EXERCISE PASSAGE —
-=-=-

Bluebottle factsheet

Article | Updated 4 years ago

Physalia utriculus

Description
Bluebottles have a conspicuous elongate blue float and a long blue tentacle. In Physalia utriculus the float rarely exceeds 10 cm with the tentacle less than 3 metres. The bluebottle is very similar to the large Pacific Man-of-War which has floats to 15 cm in length and multiple fishing tentacles which can extend to 10 metres in large animals.
Biology
These complex floating colonies consist of four different types of polyps. The float that lies horizontally on the sea surface is a single individual that supports the polyps that reproduce, the polyps that digest the food, and the polyps that capture the prey. The single main fishing tentacle that hangs beneath the colony has a frilled and beaded appearance. Each bead consists of hundreds of nematocysts (stinging capsules).
Distribution
Fleets of bluebottles are often carried by warm currents to more temperate waters. In southern Western Australia they are blown onshore and can be seen on beaches in autumn and winter, less often in summer. They are frequently seen on Perth beaches.

-=-=-

RECORDS —

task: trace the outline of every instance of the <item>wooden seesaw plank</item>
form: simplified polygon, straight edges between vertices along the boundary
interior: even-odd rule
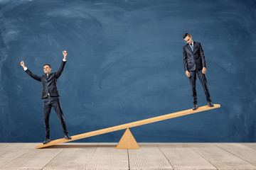
[[[85,132],[85,133],[74,135],[74,136],[72,136],[72,140],[66,140],[65,138],[52,140],[48,144],[38,144],[38,146],[36,146],[36,147],[38,149],[46,147],[52,146],[52,145],[57,144],[71,142],[73,140],[80,140],[80,139],[92,137],[92,136],[96,136],[96,135],[102,135],[102,134],[105,134],[105,133],[112,132],[114,131],[127,129],[127,128],[132,128],[132,127],[135,127],[135,126],[139,126],[139,125],[146,125],[146,124],[149,124],[149,123],[151,123],[159,122],[159,121],[164,120],[166,119],[174,118],[176,117],[193,114],[193,113],[196,113],[198,112],[205,111],[205,110],[217,108],[220,108],[220,104],[214,104],[214,107],[212,107],[212,108],[209,107],[208,106],[204,106],[198,107],[198,108],[196,110],[193,110],[192,109],[188,109],[188,110],[183,110],[183,111],[176,112],[176,113],[169,113],[169,114],[166,114],[166,115],[160,115],[160,116],[157,116],[157,117],[154,117],[154,118],[151,118],[144,119],[144,120],[139,120],[139,121],[135,121],[135,122],[129,123],[126,123],[126,124],[123,124],[123,125],[120,125],[113,126],[113,127],[110,127],[110,128],[105,128],[105,129],[102,129],[102,130],[97,130],[92,131],[90,132]]]

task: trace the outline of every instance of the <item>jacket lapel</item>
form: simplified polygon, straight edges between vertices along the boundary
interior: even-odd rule
[[[188,48],[189,49],[189,50],[193,53],[193,51],[192,51],[191,47],[190,47],[189,44],[187,44],[186,45],[187,45]]]

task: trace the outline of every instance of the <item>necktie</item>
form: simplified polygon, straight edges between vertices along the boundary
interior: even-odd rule
[[[190,44],[189,45],[191,46],[191,50],[192,50],[192,51],[193,51],[193,46],[192,46],[192,44]]]

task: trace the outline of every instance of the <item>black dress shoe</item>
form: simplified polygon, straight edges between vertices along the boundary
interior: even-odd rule
[[[46,139],[45,141],[43,142],[43,144],[47,144],[47,143],[48,143],[48,142],[50,142],[50,139]]]
[[[209,107],[213,107],[214,105],[211,103],[211,101],[208,102]]]
[[[67,140],[71,140],[72,139],[72,137],[68,134],[65,135],[65,138],[66,138]]]
[[[193,108],[192,108],[193,110],[196,110],[197,108],[198,108],[198,106],[197,106],[197,104],[194,104]]]

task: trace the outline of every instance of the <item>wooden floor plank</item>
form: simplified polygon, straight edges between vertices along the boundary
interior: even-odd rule
[[[240,144],[256,150],[256,143],[240,143]]]
[[[90,160],[86,169],[129,169],[127,149],[116,149],[117,143],[101,143]]]
[[[70,143],[58,145],[65,149],[43,170],[87,169],[99,143]]]
[[[156,144],[140,143],[139,149],[129,149],[129,169],[174,169]]]
[[[218,169],[256,169],[243,159],[210,143],[186,144]]]
[[[256,150],[238,143],[216,143],[214,144],[256,166]]]
[[[13,159],[4,166],[0,167],[0,169],[42,169],[51,159],[60,153],[64,149],[53,148],[46,149],[36,149],[35,144],[31,144],[30,148],[33,148],[29,152]],[[23,146],[22,146],[23,147]],[[21,149],[20,146],[14,152],[18,152]]]
[[[174,169],[217,169],[186,144],[160,143],[157,145]]]
[[[9,143],[1,144],[0,149],[0,169],[17,157],[34,149],[37,144],[33,143]]]
[[[0,169],[256,169],[255,143],[139,143],[128,150],[117,143],[36,144],[0,144]]]
[[[11,143],[0,143],[0,148],[3,148],[5,147],[9,144],[11,144]]]

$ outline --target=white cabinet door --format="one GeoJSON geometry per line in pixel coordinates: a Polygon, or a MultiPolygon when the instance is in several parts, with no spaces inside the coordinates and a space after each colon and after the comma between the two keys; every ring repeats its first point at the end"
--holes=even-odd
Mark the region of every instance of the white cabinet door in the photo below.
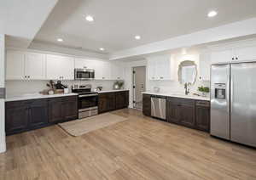
{"type": "Polygon", "coordinates": [[[26,53],[25,55],[25,75],[31,80],[44,80],[45,55],[42,53],[26,53]]]}
{"type": "Polygon", "coordinates": [[[108,61],[96,60],[94,64],[95,78],[98,80],[111,79],[111,65],[108,61]]]}
{"type": "Polygon", "coordinates": [[[95,60],[90,60],[90,59],[75,59],[75,68],[79,69],[94,69],[95,60]]]}
{"type": "Polygon", "coordinates": [[[46,78],[50,80],[61,79],[61,61],[60,57],[54,55],[46,56],[46,78]]]}
{"type": "Polygon", "coordinates": [[[25,79],[25,53],[18,51],[7,51],[6,79],[25,79]]]}
{"type": "Polygon", "coordinates": [[[61,59],[61,74],[64,80],[74,80],[74,59],[63,57],[61,59]]]}
{"type": "Polygon", "coordinates": [[[212,51],[211,54],[211,65],[216,63],[230,63],[234,57],[234,51],[232,48],[219,49],[212,51]]]}
{"type": "Polygon", "coordinates": [[[153,59],[148,59],[148,64],[147,64],[147,68],[148,68],[148,80],[155,80],[155,70],[156,70],[156,63],[155,60],[153,59]]]}
{"type": "Polygon", "coordinates": [[[201,81],[210,81],[211,74],[211,55],[209,53],[200,54],[199,59],[199,79],[201,81]]]}
{"type": "Polygon", "coordinates": [[[47,55],[46,76],[52,80],[73,80],[74,60],[72,58],[47,55]]]}
{"type": "Polygon", "coordinates": [[[235,48],[235,58],[236,61],[256,60],[256,45],[242,46],[235,48]]]}
{"type": "Polygon", "coordinates": [[[123,80],[124,79],[124,66],[118,63],[111,63],[111,79],[123,80]]]}

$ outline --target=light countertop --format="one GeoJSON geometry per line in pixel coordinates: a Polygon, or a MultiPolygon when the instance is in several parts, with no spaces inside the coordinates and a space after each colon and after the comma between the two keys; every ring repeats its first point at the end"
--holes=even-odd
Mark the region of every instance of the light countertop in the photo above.
{"type": "Polygon", "coordinates": [[[205,100],[210,101],[210,97],[202,97],[202,96],[196,96],[196,95],[185,95],[182,93],[154,93],[154,92],[143,92],[143,93],[151,94],[151,95],[158,95],[158,96],[166,96],[166,97],[176,97],[176,98],[190,98],[195,100],[205,100]]]}
{"type": "Polygon", "coordinates": [[[26,93],[26,94],[20,94],[20,95],[7,96],[5,98],[5,102],[30,100],[30,99],[37,99],[37,98],[58,98],[58,97],[65,97],[65,96],[77,96],[77,95],[78,95],[77,93],[58,93],[53,95],[43,95],[40,93],[26,93]]]}
{"type": "Polygon", "coordinates": [[[128,89],[119,89],[119,90],[104,90],[104,91],[97,91],[96,93],[113,93],[113,92],[121,92],[121,91],[129,91],[128,89]]]}

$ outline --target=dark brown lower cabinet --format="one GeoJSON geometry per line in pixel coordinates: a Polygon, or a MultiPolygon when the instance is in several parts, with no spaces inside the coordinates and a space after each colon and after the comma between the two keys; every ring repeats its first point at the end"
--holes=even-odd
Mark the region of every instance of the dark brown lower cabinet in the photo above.
{"type": "Polygon", "coordinates": [[[149,94],[143,94],[143,112],[144,115],[151,115],[151,95],[149,94]]]}
{"type": "Polygon", "coordinates": [[[7,102],[5,108],[6,134],[39,128],[48,123],[46,99],[7,102]]]}
{"type": "Polygon", "coordinates": [[[56,98],[49,101],[49,121],[59,122],[78,118],[78,97],[56,98]]]}
{"type": "Polygon", "coordinates": [[[195,127],[195,104],[182,104],[179,113],[180,123],[185,127],[195,127]]]}
{"type": "Polygon", "coordinates": [[[209,132],[210,102],[167,97],[166,121],[209,132]]]}
{"type": "Polygon", "coordinates": [[[180,104],[166,101],[166,121],[167,122],[179,123],[180,119],[180,104]]]}
{"type": "Polygon", "coordinates": [[[115,109],[126,108],[129,105],[129,92],[122,91],[115,93],[115,109]]]}
{"type": "Polygon", "coordinates": [[[15,106],[8,103],[5,108],[6,134],[27,129],[28,119],[28,108],[26,106],[15,106]]]}
{"type": "Polygon", "coordinates": [[[6,102],[5,106],[7,135],[78,117],[77,96],[6,102]]]}
{"type": "Polygon", "coordinates": [[[29,107],[29,127],[39,127],[48,123],[48,101],[33,100],[29,107]]]}
{"type": "Polygon", "coordinates": [[[129,91],[99,93],[99,113],[126,108],[129,105],[129,91]]]}

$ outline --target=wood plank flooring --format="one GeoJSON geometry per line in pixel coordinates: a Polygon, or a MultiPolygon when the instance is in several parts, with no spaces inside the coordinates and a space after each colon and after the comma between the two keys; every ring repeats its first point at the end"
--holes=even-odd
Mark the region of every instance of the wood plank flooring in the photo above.
{"type": "Polygon", "coordinates": [[[256,150],[145,117],[80,137],[58,126],[7,138],[0,179],[256,179],[256,150]]]}

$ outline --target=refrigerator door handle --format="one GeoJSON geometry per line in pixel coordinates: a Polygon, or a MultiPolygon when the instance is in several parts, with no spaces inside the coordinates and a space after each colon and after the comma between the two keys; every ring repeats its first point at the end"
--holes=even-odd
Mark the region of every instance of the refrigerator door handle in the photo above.
{"type": "Polygon", "coordinates": [[[227,86],[226,86],[226,106],[227,106],[227,112],[230,113],[230,78],[228,79],[228,82],[227,82],[227,86]]]}
{"type": "Polygon", "coordinates": [[[234,87],[233,87],[233,77],[231,76],[230,80],[230,113],[232,112],[232,107],[233,107],[233,91],[234,91],[234,87]]]}

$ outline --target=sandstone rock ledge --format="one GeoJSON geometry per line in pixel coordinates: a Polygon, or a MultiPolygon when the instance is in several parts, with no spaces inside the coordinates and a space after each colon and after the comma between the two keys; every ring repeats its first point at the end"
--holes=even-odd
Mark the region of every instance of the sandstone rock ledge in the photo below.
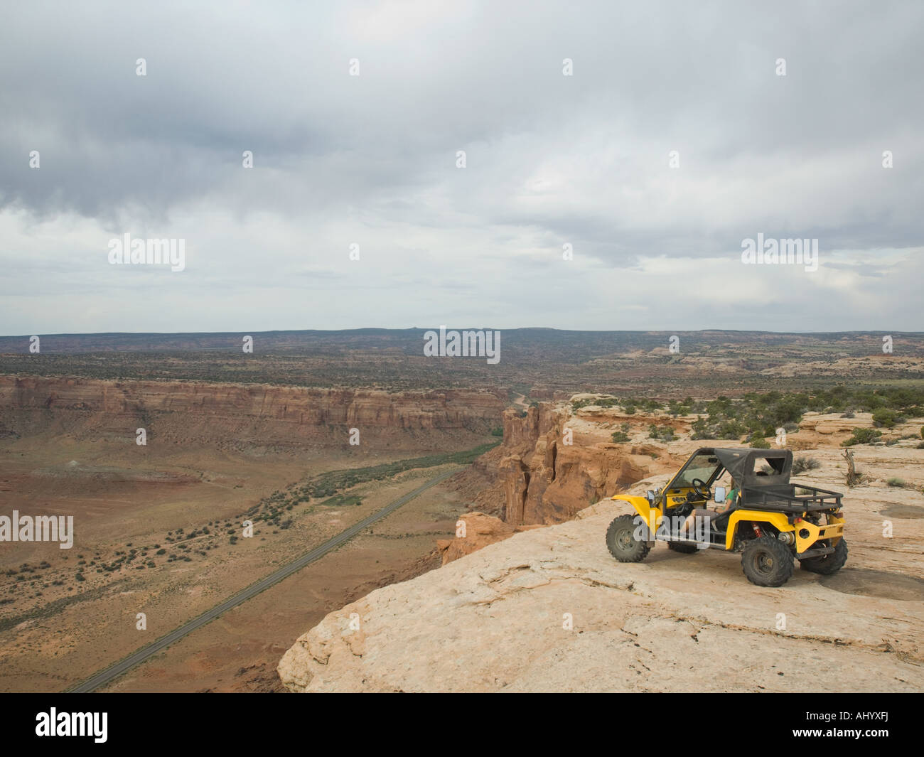
{"type": "MultiPolygon", "coordinates": [[[[851,553],[837,577],[796,569],[779,589],[748,583],[738,556],[719,552],[659,543],[643,563],[615,562],[603,535],[626,510],[605,501],[328,615],[279,675],[292,691],[919,690],[924,520],[895,520],[883,540],[889,496],[845,500],[851,553]]],[[[924,510],[919,492],[900,501],[924,510]]]]}

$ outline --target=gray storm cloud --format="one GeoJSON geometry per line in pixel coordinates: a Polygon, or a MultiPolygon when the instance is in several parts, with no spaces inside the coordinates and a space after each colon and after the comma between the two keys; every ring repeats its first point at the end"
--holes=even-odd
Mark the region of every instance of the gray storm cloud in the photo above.
{"type": "Polygon", "coordinates": [[[922,21],[916,3],[14,6],[0,328],[920,328],[922,21]],[[185,238],[186,271],[107,265],[127,232],[185,238]],[[742,266],[759,232],[819,238],[820,270],[742,266]],[[665,314],[678,270],[687,307],[665,314]],[[728,287],[751,294],[717,303],[728,287]]]}

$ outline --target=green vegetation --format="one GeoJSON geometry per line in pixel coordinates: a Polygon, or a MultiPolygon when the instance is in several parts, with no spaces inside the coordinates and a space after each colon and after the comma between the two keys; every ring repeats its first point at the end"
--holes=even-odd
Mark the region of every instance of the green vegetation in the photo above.
{"type": "Polygon", "coordinates": [[[891,429],[895,423],[901,423],[904,421],[905,416],[898,410],[894,410],[891,408],[880,408],[873,410],[872,413],[872,422],[877,428],[884,427],[891,429]]]}
{"type": "MultiPolygon", "coordinates": [[[[280,519],[284,512],[291,510],[296,505],[309,502],[311,499],[331,498],[325,503],[328,505],[358,505],[359,501],[352,501],[349,498],[343,500],[334,500],[334,495],[350,489],[359,483],[371,481],[380,481],[391,478],[405,470],[415,468],[433,468],[438,465],[455,463],[457,465],[468,465],[476,458],[483,455],[489,449],[493,449],[500,441],[488,442],[480,445],[472,449],[462,452],[444,452],[438,455],[427,455],[422,458],[410,458],[405,460],[395,460],[391,463],[382,463],[369,468],[347,468],[339,470],[329,470],[317,476],[299,482],[289,486],[285,491],[276,491],[268,497],[262,499],[259,504],[247,511],[247,517],[253,520],[263,520],[270,525],[287,528],[283,526],[280,519]]],[[[289,525],[291,520],[288,521],[289,525]]]]}
{"type": "MultiPolygon", "coordinates": [[[[361,505],[362,497],[356,494],[334,494],[330,499],[325,499],[322,505],[329,505],[332,507],[345,507],[350,505],[361,505]]],[[[291,521],[289,521],[291,523],[291,521]]]]}
{"type": "MultiPolygon", "coordinates": [[[[746,443],[776,435],[776,429],[796,433],[806,412],[872,412],[873,422],[892,428],[907,417],[924,415],[924,389],[889,386],[877,389],[843,385],[814,394],[801,392],[749,392],[740,399],[719,397],[705,403],[706,417],[692,425],[694,439],[734,439],[748,436],[746,443]]],[[[691,412],[698,412],[696,407],[691,412]]],[[[853,444],[862,444],[854,442],[853,444]]]]}
{"type": "Polygon", "coordinates": [[[649,439],[660,439],[662,442],[674,441],[674,429],[671,426],[656,426],[651,423],[648,427],[649,439]]]}

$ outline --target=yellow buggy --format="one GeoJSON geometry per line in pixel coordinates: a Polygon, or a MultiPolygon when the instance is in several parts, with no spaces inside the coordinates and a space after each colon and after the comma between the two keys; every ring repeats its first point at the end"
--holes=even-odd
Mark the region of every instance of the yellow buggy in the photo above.
{"type": "Polygon", "coordinates": [[[795,560],[805,570],[835,573],[847,559],[843,494],[791,483],[792,468],[787,449],[698,449],[663,489],[613,497],[637,515],[613,520],[606,545],[620,562],[645,559],[655,541],[684,554],[739,552],[744,574],[758,586],[785,583],[795,560]],[[718,485],[726,480],[731,491],[718,485]],[[711,502],[725,507],[711,510],[711,502]]]}

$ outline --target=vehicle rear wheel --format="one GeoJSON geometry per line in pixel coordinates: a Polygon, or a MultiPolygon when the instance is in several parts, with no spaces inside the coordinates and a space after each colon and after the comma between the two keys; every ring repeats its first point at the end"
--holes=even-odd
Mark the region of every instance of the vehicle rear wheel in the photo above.
{"type": "Polygon", "coordinates": [[[741,569],[758,586],[782,586],[793,575],[793,553],[779,539],[760,536],[745,544],[741,569]]]}
{"type": "Polygon", "coordinates": [[[681,555],[692,555],[694,552],[699,551],[696,544],[685,544],[683,542],[668,542],[667,548],[679,552],[681,555]]]}
{"type": "Polygon", "coordinates": [[[810,570],[812,573],[821,573],[822,576],[830,576],[836,573],[847,561],[847,543],[842,538],[834,544],[834,551],[831,555],[821,555],[819,557],[809,557],[807,560],[799,561],[799,568],[803,570],[810,570]]]}
{"type": "Polygon", "coordinates": [[[606,530],[607,549],[621,563],[641,562],[650,550],[646,542],[636,538],[636,518],[634,515],[621,515],[606,530]]]}

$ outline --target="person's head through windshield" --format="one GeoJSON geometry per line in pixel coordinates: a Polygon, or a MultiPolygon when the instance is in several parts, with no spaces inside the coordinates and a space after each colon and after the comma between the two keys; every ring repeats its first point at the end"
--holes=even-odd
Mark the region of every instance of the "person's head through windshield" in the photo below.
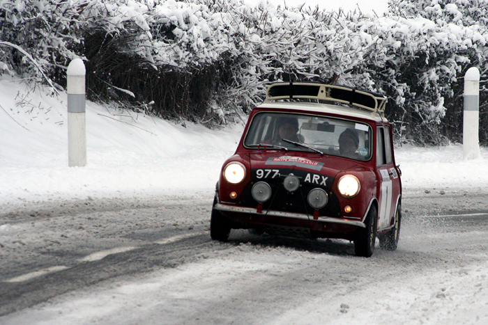
{"type": "Polygon", "coordinates": [[[339,152],[342,156],[353,156],[359,145],[358,132],[352,129],[346,129],[339,136],[339,152]]]}
{"type": "Polygon", "coordinates": [[[284,117],[277,120],[278,141],[284,138],[291,141],[298,142],[296,133],[298,132],[298,120],[296,118],[284,117]]]}

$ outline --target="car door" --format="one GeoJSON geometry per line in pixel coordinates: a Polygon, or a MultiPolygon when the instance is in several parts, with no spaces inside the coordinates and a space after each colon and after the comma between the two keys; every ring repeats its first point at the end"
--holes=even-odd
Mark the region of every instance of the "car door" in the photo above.
{"type": "Polygon", "coordinates": [[[393,162],[390,131],[388,125],[379,126],[376,132],[376,177],[378,187],[378,228],[388,227],[396,204],[393,200],[394,177],[398,175],[393,162]]]}

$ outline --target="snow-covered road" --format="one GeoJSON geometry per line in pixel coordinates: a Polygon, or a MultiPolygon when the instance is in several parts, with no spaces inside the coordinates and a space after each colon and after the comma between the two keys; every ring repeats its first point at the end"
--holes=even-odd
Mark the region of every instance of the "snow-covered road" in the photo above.
{"type": "Polygon", "coordinates": [[[445,196],[407,192],[406,209],[450,215],[406,213],[398,250],[369,259],[346,241],[212,241],[204,193],[52,203],[8,225],[0,310],[20,310],[0,323],[486,324],[488,213],[459,216],[445,196]]]}
{"type": "Polygon", "coordinates": [[[395,149],[396,251],[244,231],[222,244],[210,209],[242,125],[87,102],[88,164],[68,168],[66,95],[2,78],[2,325],[488,324],[486,148],[395,149]]]}

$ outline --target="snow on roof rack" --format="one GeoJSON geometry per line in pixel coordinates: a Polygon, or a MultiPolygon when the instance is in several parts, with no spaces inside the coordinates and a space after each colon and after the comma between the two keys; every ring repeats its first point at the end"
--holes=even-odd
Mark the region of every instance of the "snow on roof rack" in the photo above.
{"type": "Polygon", "coordinates": [[[264,102],[280,100],[310,99],[328,100],[354,105],[383,114],[388,100],[382,95],[346,86],[314,82],[277,82],[268,86],[264,102]]]}

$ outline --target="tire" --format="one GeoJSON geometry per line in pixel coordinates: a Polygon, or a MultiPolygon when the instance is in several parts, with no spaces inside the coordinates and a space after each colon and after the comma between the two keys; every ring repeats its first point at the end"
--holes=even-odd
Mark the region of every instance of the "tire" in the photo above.
{"type": "Polygon", "coordinates": [[[360,229],[354,239],[354,253],[357,256],[369,257],[374,252],[376,239],[376,223],[378,212],[375,205],[372,205],[366,217],[366,228],[360,229]]]}
{"type": "MultiPolygon", "coordinates": [[[[217,198],[213,200],[213,206],[217,203],[217,198]]],[[[231,233],[230,221],[224,216],[220,211],[212,207],[212,215],[210,218],[210,237],[213,240],[227,241],[231,233]]]]}
{"type": "Polygon", "coordinates": [[[398,246],[402,225],[402,205],[398,205],[395,213],[395,226],[387,233],[379,237],[379,246],[386,251],[395,251],[398,246]]]}

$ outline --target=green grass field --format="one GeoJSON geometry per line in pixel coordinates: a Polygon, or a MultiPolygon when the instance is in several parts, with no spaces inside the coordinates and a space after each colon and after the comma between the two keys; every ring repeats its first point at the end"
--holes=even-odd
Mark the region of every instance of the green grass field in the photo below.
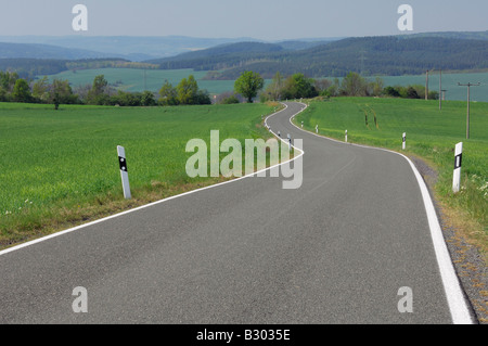
{"type": "Polygon", "coordinates": [[[310,131],[319,125],[321,134],[339,140],[345,139],[347,129],[349,142],[398,152],[402,152],[402,133],[407,132],[406,154],[423,157],[438,170],[436,193],[441,201],[468,213],[488,235],[488,103],[472,104],[470,140],[466,102],[460,101],[445,102],[439,111],[438,101],[336,98],[311,102],[295,121],[304,121],[310,131]],[[459,142],[464,143],[463,190],[453,195],[454,146],[459,142]]]}
{"type": "Polygon", "coordinates": [[[101,107],[0,103],[0,247],[191,190],[191,139],[267,138],[265,104],[101,107]],[[124,201],[117,145],[134,202],[124,201]],[[138,202],[139,201],[139,202],[138,202]]]}

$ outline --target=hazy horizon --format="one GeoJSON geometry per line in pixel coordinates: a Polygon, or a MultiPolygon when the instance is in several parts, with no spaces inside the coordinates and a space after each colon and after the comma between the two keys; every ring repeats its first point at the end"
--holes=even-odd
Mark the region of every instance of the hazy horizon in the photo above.
{"type": "Polygon", "coordinates": [[[441,0],[1,0],[0,36],[253,38],[264,41],[486,31],[488,1],[441,0]],[[466,4],[467,2],[467,4],[466,4]],[[76,4],[88,30],[72,27],[76,4]],[[413,30],[400,31],[400,4],[413,8],[413,30]]]}

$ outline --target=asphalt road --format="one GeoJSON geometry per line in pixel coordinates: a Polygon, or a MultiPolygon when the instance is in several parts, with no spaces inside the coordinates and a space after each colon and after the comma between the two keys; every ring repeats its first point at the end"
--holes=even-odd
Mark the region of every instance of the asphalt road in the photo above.
{"type": "Polygon", "coordinates": [[[0,323],[451,323],[408,162],[300,131],[301,107],[268,120],[304,140],[300,189],[241,179],[2,254],[0,323]]]}

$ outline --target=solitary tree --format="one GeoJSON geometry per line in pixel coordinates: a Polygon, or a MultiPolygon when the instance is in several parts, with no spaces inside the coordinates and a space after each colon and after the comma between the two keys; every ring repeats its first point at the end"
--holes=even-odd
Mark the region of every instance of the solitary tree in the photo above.
{"type": "Polygon", "coordinates": [[[33,100],[29,85],[25,79],[17,79],[15,81],[12,99],[14,102],[30,102],[33,100]]]}
{"type": "Polygon", "coordinates": [[[252,71],[247,71],[235,80],[235,92],[241,93],[247,99],[247,102],[252,103],[253,99],[257,97],[259,90],[265,87],[265,79],[258,74],[252,71]]]}
{"type": "Polygon", "coordinates": [[[159,103],[163,105],[178,105],[178,91],[166,80],[159,90],[159,103]]]}

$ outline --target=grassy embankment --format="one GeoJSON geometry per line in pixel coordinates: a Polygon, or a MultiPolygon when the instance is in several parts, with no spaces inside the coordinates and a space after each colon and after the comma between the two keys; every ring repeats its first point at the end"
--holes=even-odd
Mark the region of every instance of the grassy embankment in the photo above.
{"type": "Polygon", "coordinates": [[[450,222],[488,257],[488,103],[471,105],[466,140],[466,102],[337,98],[311,102],[295,120],[305,128],[348,141],[416,156],[438,172],[433,190],[450,222]],[[368,117],[368,125],[367,125],[368,117]],[[401,150],[407,132],[407,150],[401,150]],[[464,143],[462,190],[452,193],[454,146],[464,143]]]}
{"type": "Polygon", "coordinates": [[[274,106],[56,112],[0,103],[0,248],[224,180],[188,177],[188,141],[209,143],[217,129],[220,141],[269,138],[261,115],[274,106]],[[126,148],[131,201],[123,196],[117,145],[126,148]]]}

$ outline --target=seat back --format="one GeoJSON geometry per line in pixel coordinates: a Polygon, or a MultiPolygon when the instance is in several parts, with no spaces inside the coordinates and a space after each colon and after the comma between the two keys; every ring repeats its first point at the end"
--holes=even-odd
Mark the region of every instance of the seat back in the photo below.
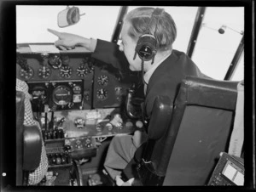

-=-=-

TASK LIST —
a. Translate this sentence from the bluebottle factsheet into Spanish: "Each bead consists of hundreds of nematocysts (stinging capsules)."
b. Carry on the bluebottle factsheet past its last sentence.
The data play no part in what follows.

ANSWERS FOR THE TASKS —
a. Cada cuenta consta de cientos de nematocistos (cápsulas urticantes).

b.
Diet
Bluebottles feed mostly on larval fish and small crustaceans such as copepods and amphipods.
Stings
Physalia utriculus stings are mild, producing localised pain and swelling.
Symptoms
Immediate intense local pain which can last for an hour or more. The skin may be marked with a raised red line or small bead-like weals. 
Prevention
Avoid swimming when bluebottles have been washed onto the beach as they are likely to still be in the ocean. The tentacles frequently break off in rough water and can sting. 
Do not touch dead animals as the venom remains active, and nematocysts can still fire long after the animals are dead and dried.
Wear protective clothing such as a lycra top, skivvy or stinger suit. 
First Aid
  1. Do not treat with vinegar.
  2. Remove any tentacles from the skin using tweezers or a gloved hand.
  3. If possible soak for 20 minutes in hot water (42˚C).
  4. Apply cold packs, and possibly a pain relieving cream, to the affected area for pain relief. This may need to be repeated for some weeks if the itchiness persists.
Reference
Loisette M. Marsh & Shirley M. Slack-Smith (2010). Field Guide to Sea Stingers and other venomous and poisonous marine invertebrates of Western Australia. Western Australian Museum. Perth, Western Australia.
A bluebottle stinger floating in water

A small colony of Physalia utriculus showing the horizontal float with the polyps beneath. Note the main tentacle is long, frilled and beaded in appearance.